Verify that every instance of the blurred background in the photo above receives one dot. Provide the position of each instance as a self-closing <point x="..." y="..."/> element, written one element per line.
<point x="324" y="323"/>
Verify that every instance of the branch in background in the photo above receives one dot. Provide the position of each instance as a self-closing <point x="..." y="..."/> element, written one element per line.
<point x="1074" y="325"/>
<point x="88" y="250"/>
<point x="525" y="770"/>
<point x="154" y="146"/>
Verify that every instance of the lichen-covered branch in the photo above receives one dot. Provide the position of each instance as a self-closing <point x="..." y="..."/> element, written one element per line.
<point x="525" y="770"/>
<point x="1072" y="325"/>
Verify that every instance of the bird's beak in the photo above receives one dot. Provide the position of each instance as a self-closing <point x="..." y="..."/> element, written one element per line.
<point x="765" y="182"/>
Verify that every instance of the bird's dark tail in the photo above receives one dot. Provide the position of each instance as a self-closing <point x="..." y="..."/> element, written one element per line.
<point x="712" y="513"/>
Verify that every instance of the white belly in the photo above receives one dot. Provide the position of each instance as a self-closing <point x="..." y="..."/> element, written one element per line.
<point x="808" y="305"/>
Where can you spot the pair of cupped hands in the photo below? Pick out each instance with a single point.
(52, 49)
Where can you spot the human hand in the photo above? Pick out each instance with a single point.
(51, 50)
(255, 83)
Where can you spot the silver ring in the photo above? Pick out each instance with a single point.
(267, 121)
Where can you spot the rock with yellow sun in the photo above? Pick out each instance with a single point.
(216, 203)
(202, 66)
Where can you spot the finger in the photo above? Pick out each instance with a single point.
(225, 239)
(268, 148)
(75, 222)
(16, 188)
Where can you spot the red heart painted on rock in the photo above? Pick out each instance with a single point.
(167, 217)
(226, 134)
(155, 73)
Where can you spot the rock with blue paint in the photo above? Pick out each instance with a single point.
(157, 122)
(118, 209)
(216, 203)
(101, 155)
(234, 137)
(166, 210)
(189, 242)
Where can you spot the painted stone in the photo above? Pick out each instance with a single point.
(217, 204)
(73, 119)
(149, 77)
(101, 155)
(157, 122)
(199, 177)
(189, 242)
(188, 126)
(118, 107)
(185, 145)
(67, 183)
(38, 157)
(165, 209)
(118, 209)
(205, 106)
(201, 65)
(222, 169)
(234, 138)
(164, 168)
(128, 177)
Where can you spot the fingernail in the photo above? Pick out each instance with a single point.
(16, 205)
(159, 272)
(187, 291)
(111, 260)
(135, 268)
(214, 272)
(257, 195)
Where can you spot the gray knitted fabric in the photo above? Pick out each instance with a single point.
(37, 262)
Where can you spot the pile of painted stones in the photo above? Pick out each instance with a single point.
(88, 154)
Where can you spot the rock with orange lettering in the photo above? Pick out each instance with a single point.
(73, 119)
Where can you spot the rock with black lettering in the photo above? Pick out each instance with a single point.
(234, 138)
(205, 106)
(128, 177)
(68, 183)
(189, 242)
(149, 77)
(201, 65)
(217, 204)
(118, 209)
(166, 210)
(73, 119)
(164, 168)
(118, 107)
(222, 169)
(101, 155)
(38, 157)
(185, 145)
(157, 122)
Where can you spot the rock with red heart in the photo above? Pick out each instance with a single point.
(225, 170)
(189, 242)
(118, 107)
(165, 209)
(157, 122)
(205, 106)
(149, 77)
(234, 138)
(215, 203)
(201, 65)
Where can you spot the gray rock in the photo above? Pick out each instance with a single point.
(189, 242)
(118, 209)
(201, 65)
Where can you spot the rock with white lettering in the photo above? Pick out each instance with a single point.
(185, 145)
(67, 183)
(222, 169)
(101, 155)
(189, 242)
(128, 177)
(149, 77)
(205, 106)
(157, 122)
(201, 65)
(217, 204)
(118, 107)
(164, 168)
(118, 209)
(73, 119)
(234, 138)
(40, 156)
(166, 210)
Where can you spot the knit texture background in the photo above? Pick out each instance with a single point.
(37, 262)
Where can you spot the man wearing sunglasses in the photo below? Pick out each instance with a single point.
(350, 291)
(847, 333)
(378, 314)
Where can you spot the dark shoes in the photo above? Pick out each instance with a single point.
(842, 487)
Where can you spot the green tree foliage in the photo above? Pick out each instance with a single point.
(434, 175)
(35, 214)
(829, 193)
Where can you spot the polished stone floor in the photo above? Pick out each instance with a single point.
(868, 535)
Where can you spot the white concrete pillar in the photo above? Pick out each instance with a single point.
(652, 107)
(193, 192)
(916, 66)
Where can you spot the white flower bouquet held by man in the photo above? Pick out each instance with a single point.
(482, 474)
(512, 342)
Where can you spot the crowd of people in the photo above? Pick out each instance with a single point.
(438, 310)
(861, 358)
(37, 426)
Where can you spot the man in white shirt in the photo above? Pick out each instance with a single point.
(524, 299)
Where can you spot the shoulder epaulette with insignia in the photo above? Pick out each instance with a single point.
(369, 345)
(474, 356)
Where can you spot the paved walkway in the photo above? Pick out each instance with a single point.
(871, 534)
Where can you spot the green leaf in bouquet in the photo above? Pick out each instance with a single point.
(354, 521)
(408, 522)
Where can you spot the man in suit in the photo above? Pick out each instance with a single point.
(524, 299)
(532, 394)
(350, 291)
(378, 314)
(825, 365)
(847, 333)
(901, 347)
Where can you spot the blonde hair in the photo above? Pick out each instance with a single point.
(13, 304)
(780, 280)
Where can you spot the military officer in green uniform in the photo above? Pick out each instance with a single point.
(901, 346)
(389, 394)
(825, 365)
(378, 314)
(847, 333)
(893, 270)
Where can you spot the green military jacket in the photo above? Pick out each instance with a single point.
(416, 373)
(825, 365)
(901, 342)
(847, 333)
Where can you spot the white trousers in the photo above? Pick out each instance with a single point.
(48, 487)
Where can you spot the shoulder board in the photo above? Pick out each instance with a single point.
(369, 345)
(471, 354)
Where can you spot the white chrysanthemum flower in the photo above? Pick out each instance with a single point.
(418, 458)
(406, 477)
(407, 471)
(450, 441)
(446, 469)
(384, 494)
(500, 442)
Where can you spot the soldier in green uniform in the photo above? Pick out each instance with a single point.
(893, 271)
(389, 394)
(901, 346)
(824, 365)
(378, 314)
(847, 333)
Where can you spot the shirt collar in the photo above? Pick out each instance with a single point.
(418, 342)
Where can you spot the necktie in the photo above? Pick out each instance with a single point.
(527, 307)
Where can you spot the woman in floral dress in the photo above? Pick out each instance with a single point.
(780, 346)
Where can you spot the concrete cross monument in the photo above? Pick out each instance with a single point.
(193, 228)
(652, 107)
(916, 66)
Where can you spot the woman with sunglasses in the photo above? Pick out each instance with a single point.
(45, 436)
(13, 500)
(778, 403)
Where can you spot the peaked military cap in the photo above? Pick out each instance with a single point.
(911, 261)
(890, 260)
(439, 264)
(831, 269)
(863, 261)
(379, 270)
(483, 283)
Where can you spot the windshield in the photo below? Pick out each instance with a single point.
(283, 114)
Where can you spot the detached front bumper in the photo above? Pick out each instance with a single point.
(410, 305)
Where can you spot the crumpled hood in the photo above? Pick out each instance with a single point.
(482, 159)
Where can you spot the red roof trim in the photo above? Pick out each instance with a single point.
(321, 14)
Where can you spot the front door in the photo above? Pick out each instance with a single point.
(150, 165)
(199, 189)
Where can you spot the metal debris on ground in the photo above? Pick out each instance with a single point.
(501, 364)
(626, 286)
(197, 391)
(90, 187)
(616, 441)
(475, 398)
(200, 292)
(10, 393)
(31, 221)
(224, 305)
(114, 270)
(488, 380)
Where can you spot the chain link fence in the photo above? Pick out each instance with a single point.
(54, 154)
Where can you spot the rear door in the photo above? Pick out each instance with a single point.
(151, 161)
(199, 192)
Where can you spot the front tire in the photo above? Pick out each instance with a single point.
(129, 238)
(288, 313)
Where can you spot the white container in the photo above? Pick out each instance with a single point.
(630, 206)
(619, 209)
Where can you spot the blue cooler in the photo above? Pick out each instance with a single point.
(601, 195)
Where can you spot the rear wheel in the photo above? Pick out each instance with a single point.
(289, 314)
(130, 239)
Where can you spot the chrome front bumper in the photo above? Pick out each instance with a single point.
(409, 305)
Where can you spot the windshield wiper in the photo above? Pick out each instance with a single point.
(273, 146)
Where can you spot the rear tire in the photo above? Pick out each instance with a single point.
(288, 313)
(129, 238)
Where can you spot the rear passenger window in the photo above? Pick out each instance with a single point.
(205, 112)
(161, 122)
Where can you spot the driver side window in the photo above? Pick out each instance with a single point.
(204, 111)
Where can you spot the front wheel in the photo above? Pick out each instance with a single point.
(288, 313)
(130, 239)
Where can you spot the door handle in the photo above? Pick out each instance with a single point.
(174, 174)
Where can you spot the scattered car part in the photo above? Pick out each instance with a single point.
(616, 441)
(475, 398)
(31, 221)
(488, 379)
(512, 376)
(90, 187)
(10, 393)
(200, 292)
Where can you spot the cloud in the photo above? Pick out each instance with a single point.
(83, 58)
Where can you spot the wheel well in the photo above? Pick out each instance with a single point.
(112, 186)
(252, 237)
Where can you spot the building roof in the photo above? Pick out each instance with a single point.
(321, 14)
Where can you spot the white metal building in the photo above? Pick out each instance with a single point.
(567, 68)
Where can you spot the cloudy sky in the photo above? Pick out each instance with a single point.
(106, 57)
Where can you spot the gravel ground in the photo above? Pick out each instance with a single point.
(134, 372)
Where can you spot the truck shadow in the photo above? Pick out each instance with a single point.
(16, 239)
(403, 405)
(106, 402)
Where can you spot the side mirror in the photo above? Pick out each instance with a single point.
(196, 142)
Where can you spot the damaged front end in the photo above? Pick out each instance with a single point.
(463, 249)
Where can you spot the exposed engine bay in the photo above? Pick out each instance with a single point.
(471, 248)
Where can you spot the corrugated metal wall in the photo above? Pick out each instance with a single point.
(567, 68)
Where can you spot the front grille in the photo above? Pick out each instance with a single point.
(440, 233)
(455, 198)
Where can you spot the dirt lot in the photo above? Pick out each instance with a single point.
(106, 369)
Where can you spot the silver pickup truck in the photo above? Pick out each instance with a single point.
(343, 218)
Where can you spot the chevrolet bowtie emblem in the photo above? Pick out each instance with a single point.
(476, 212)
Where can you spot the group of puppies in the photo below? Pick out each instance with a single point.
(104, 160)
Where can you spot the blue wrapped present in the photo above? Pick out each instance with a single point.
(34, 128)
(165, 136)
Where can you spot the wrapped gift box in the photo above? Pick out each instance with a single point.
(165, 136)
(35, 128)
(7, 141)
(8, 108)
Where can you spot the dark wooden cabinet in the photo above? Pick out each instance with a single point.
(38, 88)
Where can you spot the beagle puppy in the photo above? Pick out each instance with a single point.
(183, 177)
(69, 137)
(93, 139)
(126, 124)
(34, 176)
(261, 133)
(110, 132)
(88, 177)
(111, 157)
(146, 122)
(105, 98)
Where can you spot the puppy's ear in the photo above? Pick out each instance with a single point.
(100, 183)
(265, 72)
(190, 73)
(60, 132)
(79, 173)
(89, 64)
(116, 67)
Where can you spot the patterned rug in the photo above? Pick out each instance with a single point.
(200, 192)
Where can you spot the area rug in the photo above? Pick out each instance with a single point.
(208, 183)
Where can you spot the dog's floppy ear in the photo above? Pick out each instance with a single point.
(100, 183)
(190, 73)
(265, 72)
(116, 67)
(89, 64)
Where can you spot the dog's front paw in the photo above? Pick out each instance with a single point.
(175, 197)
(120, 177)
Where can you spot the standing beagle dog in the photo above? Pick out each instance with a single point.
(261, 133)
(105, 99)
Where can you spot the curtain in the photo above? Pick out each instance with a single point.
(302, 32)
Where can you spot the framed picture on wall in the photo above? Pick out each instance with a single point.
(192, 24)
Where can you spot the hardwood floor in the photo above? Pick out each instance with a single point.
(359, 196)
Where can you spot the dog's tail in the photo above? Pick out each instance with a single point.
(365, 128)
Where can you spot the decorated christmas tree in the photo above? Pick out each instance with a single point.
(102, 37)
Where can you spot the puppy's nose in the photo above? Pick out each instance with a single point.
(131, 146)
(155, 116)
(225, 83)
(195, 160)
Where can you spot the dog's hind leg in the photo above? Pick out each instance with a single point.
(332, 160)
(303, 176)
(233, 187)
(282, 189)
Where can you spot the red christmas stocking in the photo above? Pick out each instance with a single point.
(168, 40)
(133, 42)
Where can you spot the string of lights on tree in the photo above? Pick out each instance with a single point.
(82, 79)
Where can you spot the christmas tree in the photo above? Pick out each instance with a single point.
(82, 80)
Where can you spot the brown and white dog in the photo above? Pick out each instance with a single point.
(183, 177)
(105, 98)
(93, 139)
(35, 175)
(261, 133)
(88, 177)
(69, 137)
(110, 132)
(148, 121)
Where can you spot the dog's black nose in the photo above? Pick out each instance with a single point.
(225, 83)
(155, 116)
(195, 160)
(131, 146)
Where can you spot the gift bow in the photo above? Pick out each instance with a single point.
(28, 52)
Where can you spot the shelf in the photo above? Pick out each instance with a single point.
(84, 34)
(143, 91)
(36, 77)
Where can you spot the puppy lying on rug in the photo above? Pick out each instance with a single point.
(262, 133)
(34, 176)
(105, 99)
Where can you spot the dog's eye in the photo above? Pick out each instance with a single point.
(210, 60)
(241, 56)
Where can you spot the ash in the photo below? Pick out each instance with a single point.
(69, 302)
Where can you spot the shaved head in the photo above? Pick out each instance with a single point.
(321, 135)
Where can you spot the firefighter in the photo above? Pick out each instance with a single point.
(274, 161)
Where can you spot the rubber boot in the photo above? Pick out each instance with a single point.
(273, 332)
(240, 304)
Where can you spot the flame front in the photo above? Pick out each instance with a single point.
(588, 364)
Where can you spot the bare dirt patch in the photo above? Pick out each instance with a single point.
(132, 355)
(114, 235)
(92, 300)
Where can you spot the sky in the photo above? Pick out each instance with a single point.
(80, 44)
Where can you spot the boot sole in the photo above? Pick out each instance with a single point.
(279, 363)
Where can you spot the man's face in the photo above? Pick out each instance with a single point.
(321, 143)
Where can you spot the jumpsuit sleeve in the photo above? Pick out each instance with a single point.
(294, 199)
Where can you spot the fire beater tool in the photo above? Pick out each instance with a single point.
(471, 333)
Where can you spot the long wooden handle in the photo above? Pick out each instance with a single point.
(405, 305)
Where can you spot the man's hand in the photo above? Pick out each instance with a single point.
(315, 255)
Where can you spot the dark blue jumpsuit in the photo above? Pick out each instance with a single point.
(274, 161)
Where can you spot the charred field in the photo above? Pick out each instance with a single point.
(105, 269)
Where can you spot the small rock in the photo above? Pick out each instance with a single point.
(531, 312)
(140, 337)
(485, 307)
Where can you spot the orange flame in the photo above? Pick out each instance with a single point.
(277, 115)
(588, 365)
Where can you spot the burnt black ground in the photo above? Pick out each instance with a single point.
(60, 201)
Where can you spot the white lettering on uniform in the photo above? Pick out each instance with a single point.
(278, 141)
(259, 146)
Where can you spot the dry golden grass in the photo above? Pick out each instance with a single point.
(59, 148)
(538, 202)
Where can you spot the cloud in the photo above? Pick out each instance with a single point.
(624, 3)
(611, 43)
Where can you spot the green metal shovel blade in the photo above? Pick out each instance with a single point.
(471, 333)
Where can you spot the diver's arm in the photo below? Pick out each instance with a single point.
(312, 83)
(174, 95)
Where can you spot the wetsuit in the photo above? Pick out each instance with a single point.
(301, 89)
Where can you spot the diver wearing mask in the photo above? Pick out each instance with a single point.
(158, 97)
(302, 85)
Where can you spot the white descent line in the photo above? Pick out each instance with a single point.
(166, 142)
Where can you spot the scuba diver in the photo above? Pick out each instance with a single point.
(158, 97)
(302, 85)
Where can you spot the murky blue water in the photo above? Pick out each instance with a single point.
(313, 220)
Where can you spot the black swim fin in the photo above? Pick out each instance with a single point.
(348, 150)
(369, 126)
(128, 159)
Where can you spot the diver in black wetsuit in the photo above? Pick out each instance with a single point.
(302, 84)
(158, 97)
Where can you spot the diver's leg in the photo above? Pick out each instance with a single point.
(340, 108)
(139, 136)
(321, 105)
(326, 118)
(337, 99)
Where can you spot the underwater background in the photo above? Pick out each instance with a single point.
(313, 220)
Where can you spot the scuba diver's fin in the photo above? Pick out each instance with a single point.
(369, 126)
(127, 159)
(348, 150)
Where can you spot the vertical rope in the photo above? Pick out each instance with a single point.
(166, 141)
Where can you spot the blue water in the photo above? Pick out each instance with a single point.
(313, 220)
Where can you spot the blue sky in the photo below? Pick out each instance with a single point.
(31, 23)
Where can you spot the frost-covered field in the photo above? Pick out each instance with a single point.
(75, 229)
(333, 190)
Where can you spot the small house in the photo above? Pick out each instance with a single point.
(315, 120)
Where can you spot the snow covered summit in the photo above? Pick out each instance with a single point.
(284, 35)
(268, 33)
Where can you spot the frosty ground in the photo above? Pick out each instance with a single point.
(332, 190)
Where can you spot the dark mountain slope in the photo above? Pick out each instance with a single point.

=-=-=-=-=

Goal of the exercise: Your response should hold only an exact copy of the lines above, from the one containing "Where can you spot the snow" through the end of the entries.

Result:
Where can you spot the snow covered summit in the photo above? Pick out each instance with a single point.
(284, 35)
(268, 33)
Where can you spot the frosty ground in the photo above? Pick out each instance with a single point.
(332, 190)
Where can you spot the dark mountain slope in the photo above? Pick out each instance with a single point.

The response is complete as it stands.